→ What is expected
Scan the records below for the line containing "tree bark visible" and the line containing "tree branch visible". Copy both, plus every line between, exactly.

→ Source material
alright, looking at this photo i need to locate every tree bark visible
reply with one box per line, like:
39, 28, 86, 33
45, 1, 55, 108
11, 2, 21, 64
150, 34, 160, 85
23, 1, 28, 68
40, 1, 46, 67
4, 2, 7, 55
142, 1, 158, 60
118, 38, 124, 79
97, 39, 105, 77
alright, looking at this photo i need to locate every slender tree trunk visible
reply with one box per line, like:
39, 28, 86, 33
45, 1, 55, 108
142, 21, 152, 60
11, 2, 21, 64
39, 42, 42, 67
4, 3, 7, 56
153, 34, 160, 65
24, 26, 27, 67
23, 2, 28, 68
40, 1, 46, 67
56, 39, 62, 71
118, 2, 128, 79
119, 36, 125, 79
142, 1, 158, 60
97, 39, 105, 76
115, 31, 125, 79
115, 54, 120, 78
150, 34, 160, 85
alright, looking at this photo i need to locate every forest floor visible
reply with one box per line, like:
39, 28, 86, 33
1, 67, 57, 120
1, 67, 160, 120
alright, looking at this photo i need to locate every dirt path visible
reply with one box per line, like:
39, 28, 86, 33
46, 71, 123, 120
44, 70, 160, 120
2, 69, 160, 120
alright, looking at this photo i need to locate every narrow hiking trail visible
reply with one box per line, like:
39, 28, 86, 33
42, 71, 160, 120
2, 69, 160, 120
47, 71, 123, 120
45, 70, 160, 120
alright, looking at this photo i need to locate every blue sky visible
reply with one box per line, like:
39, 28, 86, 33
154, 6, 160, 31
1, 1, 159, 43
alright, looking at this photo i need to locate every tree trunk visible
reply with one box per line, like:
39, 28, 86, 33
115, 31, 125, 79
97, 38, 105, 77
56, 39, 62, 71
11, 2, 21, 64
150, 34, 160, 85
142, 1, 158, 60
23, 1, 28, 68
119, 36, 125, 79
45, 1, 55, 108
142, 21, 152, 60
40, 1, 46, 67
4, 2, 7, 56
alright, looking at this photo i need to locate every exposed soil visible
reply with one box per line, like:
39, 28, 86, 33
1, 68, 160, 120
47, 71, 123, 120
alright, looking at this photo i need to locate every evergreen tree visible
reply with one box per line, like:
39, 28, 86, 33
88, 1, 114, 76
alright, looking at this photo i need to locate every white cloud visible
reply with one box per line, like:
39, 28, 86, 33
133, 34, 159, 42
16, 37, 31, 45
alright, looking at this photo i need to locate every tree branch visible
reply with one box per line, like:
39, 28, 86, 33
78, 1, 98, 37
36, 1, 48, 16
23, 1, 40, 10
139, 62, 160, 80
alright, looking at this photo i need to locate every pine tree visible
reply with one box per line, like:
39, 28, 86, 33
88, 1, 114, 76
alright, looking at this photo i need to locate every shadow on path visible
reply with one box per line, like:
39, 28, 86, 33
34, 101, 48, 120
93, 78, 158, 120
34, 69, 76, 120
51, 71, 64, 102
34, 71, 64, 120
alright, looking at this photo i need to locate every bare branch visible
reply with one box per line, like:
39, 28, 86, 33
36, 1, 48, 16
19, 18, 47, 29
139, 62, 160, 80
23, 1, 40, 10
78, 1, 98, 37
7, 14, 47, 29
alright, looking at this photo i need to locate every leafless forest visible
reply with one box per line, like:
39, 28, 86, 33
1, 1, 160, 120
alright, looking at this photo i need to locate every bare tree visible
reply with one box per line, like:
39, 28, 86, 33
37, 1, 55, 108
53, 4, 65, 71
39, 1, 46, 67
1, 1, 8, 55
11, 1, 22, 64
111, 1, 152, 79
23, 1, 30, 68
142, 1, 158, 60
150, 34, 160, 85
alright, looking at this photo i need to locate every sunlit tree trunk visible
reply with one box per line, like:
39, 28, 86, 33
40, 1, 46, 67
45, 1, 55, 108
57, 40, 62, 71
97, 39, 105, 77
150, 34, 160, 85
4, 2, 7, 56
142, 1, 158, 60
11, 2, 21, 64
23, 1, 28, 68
* * *
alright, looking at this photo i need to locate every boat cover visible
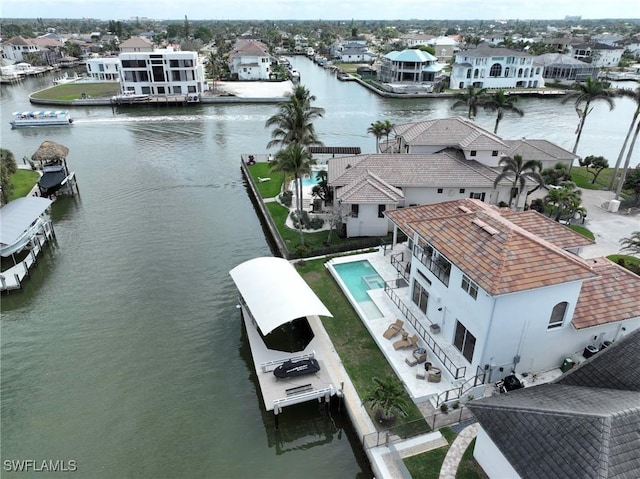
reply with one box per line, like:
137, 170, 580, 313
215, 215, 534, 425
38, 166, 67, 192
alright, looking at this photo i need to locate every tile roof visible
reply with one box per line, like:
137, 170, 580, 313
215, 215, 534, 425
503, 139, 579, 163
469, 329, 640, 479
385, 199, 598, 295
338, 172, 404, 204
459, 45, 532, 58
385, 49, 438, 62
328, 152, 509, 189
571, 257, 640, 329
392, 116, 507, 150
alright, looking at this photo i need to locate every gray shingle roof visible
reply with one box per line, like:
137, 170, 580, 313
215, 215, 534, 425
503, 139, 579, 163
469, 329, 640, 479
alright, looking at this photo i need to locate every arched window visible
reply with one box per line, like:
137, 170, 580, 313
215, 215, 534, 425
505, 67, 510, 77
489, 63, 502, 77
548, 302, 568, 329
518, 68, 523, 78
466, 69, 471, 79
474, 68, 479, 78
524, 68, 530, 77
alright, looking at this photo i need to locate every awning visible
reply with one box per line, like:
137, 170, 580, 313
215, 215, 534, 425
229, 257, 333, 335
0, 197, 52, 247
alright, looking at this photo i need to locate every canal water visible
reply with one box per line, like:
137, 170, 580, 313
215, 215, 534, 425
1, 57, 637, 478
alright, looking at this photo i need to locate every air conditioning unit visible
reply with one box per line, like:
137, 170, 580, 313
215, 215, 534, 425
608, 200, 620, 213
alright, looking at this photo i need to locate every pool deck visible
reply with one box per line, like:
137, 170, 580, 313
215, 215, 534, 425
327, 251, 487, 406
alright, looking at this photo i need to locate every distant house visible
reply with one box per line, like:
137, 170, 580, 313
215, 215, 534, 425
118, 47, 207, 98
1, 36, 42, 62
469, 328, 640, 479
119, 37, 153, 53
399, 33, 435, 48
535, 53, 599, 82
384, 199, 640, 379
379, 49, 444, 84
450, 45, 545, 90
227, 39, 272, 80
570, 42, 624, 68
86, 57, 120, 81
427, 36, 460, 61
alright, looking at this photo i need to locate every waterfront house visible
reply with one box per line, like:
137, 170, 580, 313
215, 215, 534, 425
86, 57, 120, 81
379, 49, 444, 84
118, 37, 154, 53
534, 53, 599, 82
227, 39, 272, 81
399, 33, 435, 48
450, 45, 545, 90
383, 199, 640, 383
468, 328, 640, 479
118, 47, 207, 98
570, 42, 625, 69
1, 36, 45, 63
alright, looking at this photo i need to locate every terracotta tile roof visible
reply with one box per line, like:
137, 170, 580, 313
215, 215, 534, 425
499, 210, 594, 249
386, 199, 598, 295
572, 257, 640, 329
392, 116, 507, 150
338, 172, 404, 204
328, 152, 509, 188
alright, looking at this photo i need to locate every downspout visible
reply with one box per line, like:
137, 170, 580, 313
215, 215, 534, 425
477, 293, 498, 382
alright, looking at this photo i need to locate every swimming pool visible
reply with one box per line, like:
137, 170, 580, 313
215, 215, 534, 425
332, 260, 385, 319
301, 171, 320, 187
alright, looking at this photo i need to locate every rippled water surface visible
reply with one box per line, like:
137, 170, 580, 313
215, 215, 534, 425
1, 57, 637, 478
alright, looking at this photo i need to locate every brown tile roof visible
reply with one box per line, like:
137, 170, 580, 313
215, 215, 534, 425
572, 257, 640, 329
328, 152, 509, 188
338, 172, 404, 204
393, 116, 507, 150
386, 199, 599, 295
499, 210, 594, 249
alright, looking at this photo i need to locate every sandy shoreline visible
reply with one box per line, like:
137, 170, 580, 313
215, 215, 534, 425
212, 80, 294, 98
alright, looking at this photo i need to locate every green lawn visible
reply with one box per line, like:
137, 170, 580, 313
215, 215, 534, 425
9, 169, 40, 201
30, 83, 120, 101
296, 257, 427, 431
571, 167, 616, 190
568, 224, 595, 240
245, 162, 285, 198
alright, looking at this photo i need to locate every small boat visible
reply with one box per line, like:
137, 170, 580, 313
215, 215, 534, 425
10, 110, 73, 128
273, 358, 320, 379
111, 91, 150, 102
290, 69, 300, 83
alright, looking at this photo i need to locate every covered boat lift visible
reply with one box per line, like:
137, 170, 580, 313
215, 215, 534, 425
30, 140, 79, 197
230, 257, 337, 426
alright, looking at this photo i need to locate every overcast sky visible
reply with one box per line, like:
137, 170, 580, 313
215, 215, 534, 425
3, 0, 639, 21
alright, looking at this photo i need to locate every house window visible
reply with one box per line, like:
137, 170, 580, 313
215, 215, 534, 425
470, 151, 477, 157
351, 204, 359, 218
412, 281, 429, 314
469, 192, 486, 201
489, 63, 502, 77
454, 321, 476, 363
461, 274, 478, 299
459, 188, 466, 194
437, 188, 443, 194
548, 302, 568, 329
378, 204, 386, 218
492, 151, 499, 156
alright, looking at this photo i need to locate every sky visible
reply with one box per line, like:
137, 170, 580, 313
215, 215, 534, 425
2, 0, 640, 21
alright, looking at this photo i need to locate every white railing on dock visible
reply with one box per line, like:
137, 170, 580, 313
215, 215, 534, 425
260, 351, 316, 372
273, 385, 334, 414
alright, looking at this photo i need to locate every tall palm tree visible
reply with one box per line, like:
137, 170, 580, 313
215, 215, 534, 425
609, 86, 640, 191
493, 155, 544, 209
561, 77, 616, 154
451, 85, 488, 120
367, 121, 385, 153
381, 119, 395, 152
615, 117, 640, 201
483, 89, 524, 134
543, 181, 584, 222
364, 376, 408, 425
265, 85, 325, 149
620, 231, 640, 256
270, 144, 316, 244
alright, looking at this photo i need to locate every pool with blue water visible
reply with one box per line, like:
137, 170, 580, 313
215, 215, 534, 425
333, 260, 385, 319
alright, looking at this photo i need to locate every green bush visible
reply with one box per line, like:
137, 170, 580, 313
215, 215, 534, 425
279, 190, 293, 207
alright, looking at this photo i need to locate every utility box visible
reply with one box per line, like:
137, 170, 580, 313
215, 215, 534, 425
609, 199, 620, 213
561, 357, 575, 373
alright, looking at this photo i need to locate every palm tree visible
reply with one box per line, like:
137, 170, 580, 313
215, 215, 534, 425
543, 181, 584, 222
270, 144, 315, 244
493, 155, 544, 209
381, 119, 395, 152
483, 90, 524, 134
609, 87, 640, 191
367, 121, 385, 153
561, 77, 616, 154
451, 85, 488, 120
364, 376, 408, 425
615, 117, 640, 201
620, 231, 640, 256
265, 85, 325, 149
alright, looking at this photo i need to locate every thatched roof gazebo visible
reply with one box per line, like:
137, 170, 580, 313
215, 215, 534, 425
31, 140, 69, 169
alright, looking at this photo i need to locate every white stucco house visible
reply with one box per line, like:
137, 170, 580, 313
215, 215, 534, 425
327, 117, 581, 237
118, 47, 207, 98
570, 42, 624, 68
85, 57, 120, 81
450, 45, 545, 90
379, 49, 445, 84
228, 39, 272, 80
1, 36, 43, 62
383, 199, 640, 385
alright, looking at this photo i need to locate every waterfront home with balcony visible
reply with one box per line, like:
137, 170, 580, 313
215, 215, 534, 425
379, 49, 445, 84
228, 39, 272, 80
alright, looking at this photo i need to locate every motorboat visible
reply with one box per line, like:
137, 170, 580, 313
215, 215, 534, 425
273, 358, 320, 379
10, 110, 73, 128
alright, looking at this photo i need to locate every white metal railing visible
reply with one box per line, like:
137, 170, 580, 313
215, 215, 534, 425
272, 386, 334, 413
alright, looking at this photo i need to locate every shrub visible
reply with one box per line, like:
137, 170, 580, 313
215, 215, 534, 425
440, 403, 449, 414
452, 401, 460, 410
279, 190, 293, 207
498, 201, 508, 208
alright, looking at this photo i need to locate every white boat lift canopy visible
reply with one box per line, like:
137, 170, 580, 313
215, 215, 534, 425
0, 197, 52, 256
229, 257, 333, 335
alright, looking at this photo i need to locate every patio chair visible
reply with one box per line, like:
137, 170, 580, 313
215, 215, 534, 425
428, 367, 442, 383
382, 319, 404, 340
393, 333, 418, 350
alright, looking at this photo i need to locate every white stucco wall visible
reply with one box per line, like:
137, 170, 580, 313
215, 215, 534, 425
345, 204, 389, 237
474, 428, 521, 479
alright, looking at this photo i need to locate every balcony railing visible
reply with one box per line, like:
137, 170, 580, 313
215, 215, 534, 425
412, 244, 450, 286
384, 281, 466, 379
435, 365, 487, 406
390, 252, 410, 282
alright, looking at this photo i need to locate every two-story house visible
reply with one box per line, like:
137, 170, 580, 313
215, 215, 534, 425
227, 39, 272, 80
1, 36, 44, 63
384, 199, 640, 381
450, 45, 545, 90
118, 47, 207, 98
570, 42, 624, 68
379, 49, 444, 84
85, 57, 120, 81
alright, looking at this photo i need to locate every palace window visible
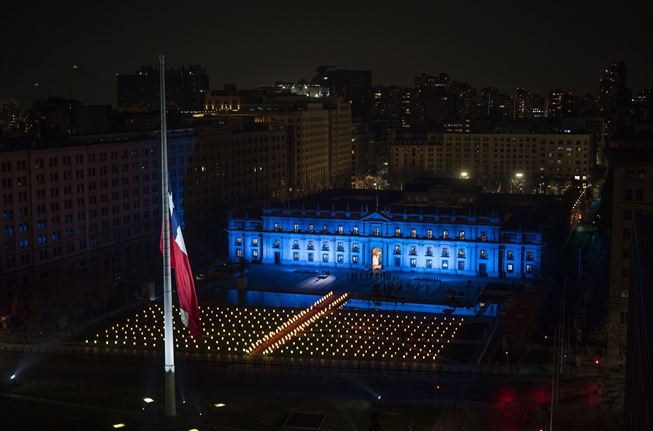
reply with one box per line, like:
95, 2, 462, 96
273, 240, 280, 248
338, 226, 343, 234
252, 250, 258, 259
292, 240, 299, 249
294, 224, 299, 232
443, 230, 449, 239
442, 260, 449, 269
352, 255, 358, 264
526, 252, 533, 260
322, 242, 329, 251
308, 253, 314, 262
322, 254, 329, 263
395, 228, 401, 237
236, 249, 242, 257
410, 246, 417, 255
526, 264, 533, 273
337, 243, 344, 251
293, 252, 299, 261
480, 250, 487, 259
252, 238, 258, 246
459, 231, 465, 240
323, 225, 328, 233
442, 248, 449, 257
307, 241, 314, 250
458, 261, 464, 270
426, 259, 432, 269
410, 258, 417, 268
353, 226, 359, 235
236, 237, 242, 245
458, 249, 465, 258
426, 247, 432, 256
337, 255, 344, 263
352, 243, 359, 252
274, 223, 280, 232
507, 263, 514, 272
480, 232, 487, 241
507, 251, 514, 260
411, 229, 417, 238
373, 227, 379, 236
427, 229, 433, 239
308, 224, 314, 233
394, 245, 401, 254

→ Solution to the exercise
alright, looking at this photo i need to locate every tree bark visible
reply with one box per line, like:
39, 28, 86, 33
45, 1, 55, 108
11, 2, 21, 64
150, 34, 160, 85
23, 1, 28, 68
40, 1, 46, 67
4, 2, 7, 55
142, 1, 158, 60
118, 38, 124, 79
97, 39, 105, 77
alright, looking at this photo i need to locate every slender tree trunk visible
reply with one box per line, like:
39, 28, 86, 33
45, 1, 55, 108
142, 21, 152, 60
11, 2, 21, 64
39, 42, 42, 67
4, 3, 7, 56
153, 34, 160, 65
24, 26, 27, 67
23, 2, 28, 68
40, 1, 46, 67
56, 39, 62, 71
118, 2, 128, 79
119, 36, 125, 79
142, 1, 158, 60
97, 39, 105, 76
115, 31, 125, 79
115, 54, 120, 78
150, 34, 160, 85
alright, looking at this photo i need to locate every forest floor visible
reply with one box per line, like:
39, 28, 86, 33
1, 67, 57, 120
1, 67, 160, 120
alright, looking at this photo i need to locate every dirt path visible
reply with one box per line, like:
39, 28, 86, 33
46, 71, 123, 120
44, 70, 160, 120
2, 69, 160, 120
alright, looking at this photo i need to locate every narrow hiking trail visible
reply with one box per line, like:
39, 28, 86, 33
42, 71, 160, 120
2, 69, 160, 120
47, 71, 123, 120
45, 70, 160, 120
alright, looking at this photo i need to locate every blue sky visible
reply with one box per line, like:
39, 28, 86, 33
154, 6, 160, 31
1, 1, 159, 43
alright, looking at this photo i need to locate every tree trunk visible
reply with one box per line, like:
39, 28, 86, 33
115, 31, 125, 79
97, 38, 105, 77
56, 39, 62, 71
11, 2, 21, 64
150, 34, 160, 85
142, 1, 158, 60
23, 1, 28, 68
119, 36, 125, 79
45, 1, 55, 108
142, 21, 152, 60
40, 1, 46, 67
4, 2, 7, 56
alright, looking at this photo i need to locate every exposed soil visible
reply with one box per line, like:
39, 28, 86, 33
1, 68, 160, 120
47, 71, 123, 120
alright, looking at this photo i need to locate every evergreen tree visible
reply with one box per line, like:
39, 28, 86, 33
88, 1, 114, 76
alright, looking at this photo i need to locate every white cloud visible
reply with one box per line, like:
39, 28, 86, 33
133, 34, 159, 42
16, 37, 31, 45
alright, looking at this photo i need to locate every tree branch visible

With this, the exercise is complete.